━━━ EXTRACTED RECORDS
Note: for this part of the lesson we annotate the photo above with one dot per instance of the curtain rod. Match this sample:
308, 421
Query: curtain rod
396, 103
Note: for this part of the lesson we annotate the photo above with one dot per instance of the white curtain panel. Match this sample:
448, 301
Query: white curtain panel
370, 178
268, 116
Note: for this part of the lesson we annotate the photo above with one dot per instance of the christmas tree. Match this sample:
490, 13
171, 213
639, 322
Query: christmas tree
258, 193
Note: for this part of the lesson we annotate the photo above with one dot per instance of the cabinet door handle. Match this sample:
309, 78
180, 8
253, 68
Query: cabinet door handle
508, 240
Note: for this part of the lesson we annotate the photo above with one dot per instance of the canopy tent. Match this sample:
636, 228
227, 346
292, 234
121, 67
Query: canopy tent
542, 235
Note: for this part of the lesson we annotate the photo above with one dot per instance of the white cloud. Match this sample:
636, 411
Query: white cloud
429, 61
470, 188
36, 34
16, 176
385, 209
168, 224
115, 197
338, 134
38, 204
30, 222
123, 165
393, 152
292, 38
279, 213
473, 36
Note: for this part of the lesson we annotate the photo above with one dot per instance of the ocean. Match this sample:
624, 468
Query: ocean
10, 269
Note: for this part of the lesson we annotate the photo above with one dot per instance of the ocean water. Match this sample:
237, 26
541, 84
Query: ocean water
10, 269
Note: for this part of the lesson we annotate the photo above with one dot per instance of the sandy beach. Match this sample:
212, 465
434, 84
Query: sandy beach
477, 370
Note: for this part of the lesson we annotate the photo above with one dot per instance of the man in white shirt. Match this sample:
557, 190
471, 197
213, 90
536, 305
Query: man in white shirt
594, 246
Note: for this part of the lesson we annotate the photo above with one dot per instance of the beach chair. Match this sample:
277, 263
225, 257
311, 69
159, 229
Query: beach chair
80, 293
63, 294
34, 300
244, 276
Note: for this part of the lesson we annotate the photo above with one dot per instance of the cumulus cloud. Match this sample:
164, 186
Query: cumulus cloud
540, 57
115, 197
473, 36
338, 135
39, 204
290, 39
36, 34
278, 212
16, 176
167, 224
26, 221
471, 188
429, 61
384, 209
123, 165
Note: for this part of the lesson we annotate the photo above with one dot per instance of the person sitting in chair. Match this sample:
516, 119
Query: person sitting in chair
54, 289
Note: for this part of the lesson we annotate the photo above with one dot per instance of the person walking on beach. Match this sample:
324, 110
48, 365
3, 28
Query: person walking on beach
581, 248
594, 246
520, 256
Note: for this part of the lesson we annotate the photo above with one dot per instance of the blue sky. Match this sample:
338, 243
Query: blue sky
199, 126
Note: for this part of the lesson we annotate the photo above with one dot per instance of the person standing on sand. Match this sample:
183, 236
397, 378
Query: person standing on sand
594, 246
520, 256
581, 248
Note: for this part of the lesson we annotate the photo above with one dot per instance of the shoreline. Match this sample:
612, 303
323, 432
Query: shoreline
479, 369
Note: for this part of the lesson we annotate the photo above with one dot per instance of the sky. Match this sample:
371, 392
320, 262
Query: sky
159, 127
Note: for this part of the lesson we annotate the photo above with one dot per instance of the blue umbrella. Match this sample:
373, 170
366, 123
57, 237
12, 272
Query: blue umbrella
━━━━━━
» JOB:
Please copy the items above word for word, from the line with "the blue sky." up to and including the last line of the items.

» RESPONSE TO THIS EXERCISE:
Note: for this part of the lesson we annotate the photo above with one dot per instance of the blue sky. Match this sample:
338, 243
Query: blue sky
199, 126
Note: for this part of the lesson we annotate the photo above with one dot per instance of the person standing on sand. Match this sample:
183, 236
397, 378
Query: person standing on sand
594, 246
520, 256
581, 248
Note: for this part of the lesson we annotate the photo above with one dot per instance of the shoreline. Match this sample:
612, 303
323, 432
Query: shoreline
479, 369
Note: for this part of the lesson we annotate the photo above with one dot per instance of the sky. Match this sample:
371, 392
320, 262
Query: sky
159, 127
Note: for this part of the lesson we annotate the photo above with one dot per instance of the blue umbrella. Match this sample:
373, 170
366, 123
57, 237
12, 272
Query: blue umbrella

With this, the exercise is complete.